# Source
========

Species: Pecos Pupfish (Cyprinodon pecosensis)
Location: Roswell, New Mexico
Date: August 10, 2018
Alien. That’s exactly what you expect Roswell, New Mexico to be. And honestly, it is alien. The large town is surrounded by some of the strangest landscape I’ve ever seen with a mixture of sweeping sand dunes, sage flats, scab rock, muddy rivers, crystal-clear streams, foul-smelling alkaline sinkholes, and of course, completely alien fish.
The Pecos River system, which flows through the region, is one of the most unique in the country.
It serves as the westernmost barrier for many fishes we typically consider to be eastern species. It demarcates the extreme native range of Bluegill, Green Sunfish, Flathead Catfish, and Largemouth Bass. There are also a ton of native species found in the system (24) compared to most other systems in the American West.
For this reason, I was enamored with it.
Despite my infatuation, my planning was virtually nonexistent, and I didn’t do as well in the Pecos as I should have. Still, I managed to find water, add a new (if low-hanging) species in the Red Shiner, and I still had a few hours to kill. So, I found myself at a location that I felt had to hold something. It was an alkaline sinkhole that I could smell long before I got to it, but I was confident I could catch fish.
I walked up to the water’s edge carefully, through thick, acrid gray mud that stole my flip flops. Thousands of fish were up against the shoreline, and I quickly recognized them as pupfish of some kind. Knowing Pecos Pupfish were present, I was stoked. I unburied my legs, shed my flip flops, returned to the car for my rod and micro gear, and made it back through the sucking mud in about two minutes.

========

# Data block

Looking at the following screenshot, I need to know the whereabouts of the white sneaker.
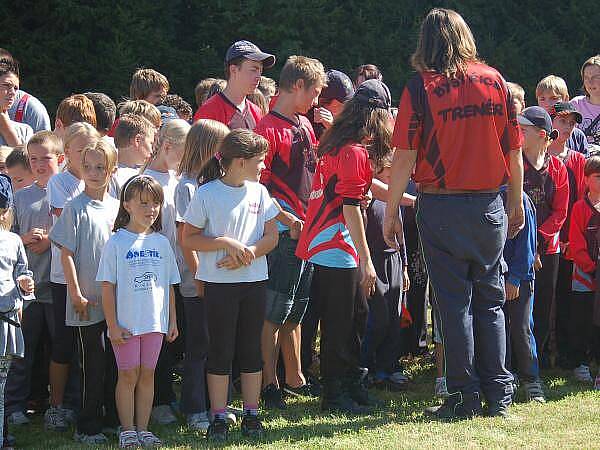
[435,377,450,398]
[573,364,594,383]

========

# Written request
Please write the next part of the Pecos Pupfish fishing account above, starting right after its final sentence.

# Response
Tentatively, I snuck up to the water’s edge to find dozens of dead pupfish strewn along the water’s edge and floating in the shallows. These cyclical die-offs are common with pupfish, but it was still disturbing to see so many dead fish. It was more disturbing to smell on top of the sulfur that permeated the air and assaulted my nostrils with every calculated step.
These were the early days of Luke as a Microfisherman, and I was wholly unprepared. I was using a short ultralight Ugly Stik with a micro hook tied to the end. I now use a telescoping tenkara rod with a 15-foot reach, but this little guy was just four feet long. Since the pupfish were skittish, this made it difficult to reach them. Whenever I’d get within reach, the fish would bolt. I just needed another five feet or so. Normally, casting and slowly retrieving would solve the problem, but after maybe 6-12 inches of shallow shelf at the water’s edge, the bottom plummeted far too deep to fish.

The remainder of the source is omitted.